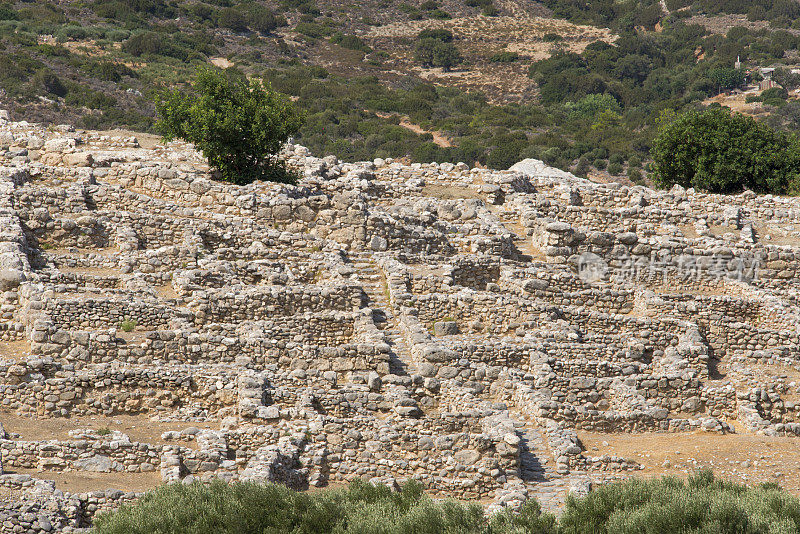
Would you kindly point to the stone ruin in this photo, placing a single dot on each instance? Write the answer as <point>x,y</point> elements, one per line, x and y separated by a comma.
<point>378,320</point>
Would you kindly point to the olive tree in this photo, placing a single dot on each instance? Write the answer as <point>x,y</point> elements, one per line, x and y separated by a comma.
<point>240,126</point>
<point>721,152</point>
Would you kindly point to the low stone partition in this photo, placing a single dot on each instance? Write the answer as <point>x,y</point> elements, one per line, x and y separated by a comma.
<point>268,301</point>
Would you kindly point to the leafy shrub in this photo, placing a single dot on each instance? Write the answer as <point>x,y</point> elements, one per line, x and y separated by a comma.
<point>668,505</point>
<point>153,43</point>
<point>361,508</point>
<point>441,34</point>
<point>313,30</point>
<point>263,20</point>
<point>504,56</point>
<point>723,152</point>
<point>232,18</point>
<point>108,70</point>
<point>351,42</point>
<point>7,12</point>
<point>46,80</point>
<point>435,53</point>
<point>240,127</point>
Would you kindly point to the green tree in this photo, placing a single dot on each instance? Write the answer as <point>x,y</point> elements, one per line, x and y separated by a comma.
<point>786,78</point>
<point>239,126</point>
<point>727,78</point>
<point>436,53</point>
<point>722,152</point>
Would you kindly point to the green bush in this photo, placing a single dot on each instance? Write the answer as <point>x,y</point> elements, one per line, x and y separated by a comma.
<point>239,126</point>
<point>47,81</point>
<point>313,30</point>
<point>718,151</point>
<point>435,53</point>
<point>667,505</point>
<point>441,34</point>
<point>504,56</point>
<point>351,42</point>
<point>361,508</point>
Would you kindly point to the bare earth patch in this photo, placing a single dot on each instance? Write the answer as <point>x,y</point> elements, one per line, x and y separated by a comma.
<point>738,457</point>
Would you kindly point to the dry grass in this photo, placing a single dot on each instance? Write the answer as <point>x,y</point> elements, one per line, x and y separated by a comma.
<point>480,37</point>
<point>772,459</point>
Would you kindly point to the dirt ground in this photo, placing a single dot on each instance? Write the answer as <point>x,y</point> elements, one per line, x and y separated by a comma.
<point>137,428</point>
<point>742,458</point>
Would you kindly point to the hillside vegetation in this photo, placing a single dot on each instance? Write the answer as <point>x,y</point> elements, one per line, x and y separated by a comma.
<point>579,85</point>
<point>700,504</point>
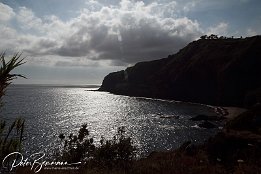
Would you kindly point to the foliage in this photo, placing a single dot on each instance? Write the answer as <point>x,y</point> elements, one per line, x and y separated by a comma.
<point>5,70</point>
<point>110,153</point>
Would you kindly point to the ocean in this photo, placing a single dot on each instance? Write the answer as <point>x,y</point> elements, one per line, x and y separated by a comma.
<point>153,125</point>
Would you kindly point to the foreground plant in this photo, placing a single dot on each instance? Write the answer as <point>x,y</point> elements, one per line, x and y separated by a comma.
<point>109,154</point>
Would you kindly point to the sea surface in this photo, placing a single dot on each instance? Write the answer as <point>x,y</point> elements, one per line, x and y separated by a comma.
<point>51,110</point>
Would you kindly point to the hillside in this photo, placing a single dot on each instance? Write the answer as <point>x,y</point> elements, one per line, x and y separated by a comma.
<point>210,71</point>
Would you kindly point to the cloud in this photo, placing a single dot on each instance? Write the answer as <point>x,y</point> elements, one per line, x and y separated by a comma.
<point>220,29</point>
<point>122,34</point>
<point>251,32</point>
<point>6,13</point>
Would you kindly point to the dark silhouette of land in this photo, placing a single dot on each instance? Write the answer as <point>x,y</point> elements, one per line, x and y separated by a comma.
<point>217,71</point>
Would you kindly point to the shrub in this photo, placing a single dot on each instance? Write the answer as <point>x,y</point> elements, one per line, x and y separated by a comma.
<point>110,153</point>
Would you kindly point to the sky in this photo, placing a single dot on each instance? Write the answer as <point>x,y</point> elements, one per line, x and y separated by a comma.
<point>80,42</point>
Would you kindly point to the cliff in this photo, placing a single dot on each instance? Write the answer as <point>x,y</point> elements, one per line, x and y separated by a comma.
<point>210,71</point>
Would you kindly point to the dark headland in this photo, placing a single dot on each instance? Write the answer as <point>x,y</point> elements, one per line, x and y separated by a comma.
<point>216,71</point>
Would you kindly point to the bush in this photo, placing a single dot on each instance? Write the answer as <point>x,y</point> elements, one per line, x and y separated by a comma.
<point>110,153</point>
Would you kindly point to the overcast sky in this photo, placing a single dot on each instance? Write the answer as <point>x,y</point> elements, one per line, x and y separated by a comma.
<point>79,42</point>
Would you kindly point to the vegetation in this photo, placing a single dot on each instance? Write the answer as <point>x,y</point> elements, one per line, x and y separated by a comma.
<point>10,136</point>
<point>115,153</point>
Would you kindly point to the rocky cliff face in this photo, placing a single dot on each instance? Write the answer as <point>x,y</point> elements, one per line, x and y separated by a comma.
<point>210,71</point>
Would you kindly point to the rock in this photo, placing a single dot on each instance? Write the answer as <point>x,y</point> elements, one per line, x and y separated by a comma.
<point>207,125</point>
<point>210,71</point>
<point>170,116</point>
<point>205,117</point>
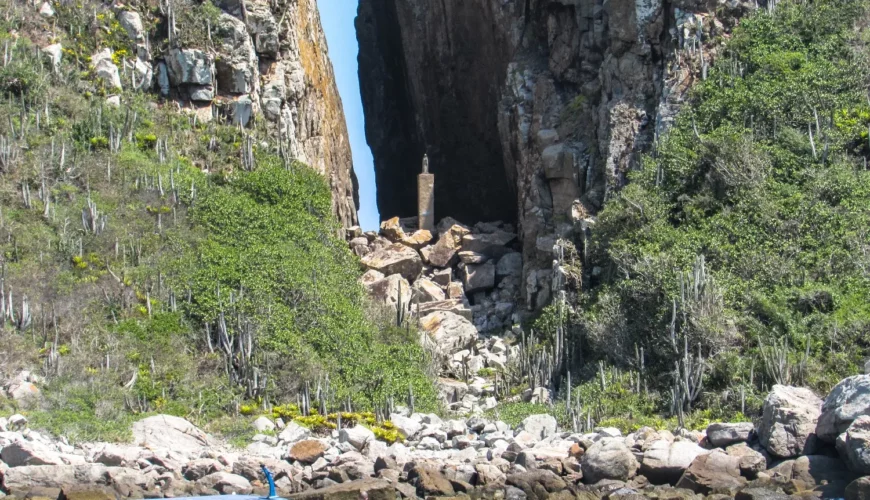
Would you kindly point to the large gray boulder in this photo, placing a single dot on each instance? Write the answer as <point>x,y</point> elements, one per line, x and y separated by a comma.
<point>712,471</point>
<point>391,290</point>
<point>788,422</point>
<point>117,455</point>
<point>722,435</point>
<point>171,433</point>
<point>24,453</point>
<point>828,474</point>
<point>190,66</point>
<point>105,69</point>
<point>226,483</point>
<point>131,21</point>
<point>393,259</point>
<point>407,426</point>
<point>664,462</point>
<point>293,432</point>
<point>20,480</point>
<point>609,458</point>
<point>540,426</point>
<point>854,445</point>
<point>492,244</point>
<point>449,331</point>
<point>847,401</point>
<point>476,277</point>
<point>751,461</point>
<point>357,436</point>
<point>236,68</point>
<point>858,489</point>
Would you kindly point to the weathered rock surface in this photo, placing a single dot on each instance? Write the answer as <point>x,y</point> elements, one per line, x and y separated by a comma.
<point>752,462</point>
<point>788,425</point>
<point>715,470</point>
<point>533,120</point>
<point>395,259</point>
<point>664,462</point>
<point>609,459</point>
<point>722,435</point>
<point>858,489</point>
<point>448,331</point>
<point>847,401</point>
<point>171,433</point>
<point>854,445</point>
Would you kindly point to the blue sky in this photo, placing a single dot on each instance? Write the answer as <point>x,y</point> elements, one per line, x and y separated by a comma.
<point>337,18</point>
..........
### To be done
Duplicate the stretch of records from the line containing "Would you kindly point to the foliage" through the line containing "<point>109,154</point>", including both of those lines, and nothing else.

### Answer to this problem
Would you kindly point to the foliage in this photo, placing a single dot on each instance? Write the answer as <point>x,y</point> elements, one per line, x and y separated by a comma.
<point>5,70</point>
<point>110,153</point>
Would you kindly point to the ocean in this photo, placing a single dot on each instance? Write the answer as <point>x,y</point> elements, one per line, x and y separated by a comma.
<point>153,125</point>
Would you kindly point to the foreground plant in this photo, placing a single dot on each instance? Write the answer as <point>x,y</point> elements, one per line, x and y separated by a comma.
<point>109,154</point>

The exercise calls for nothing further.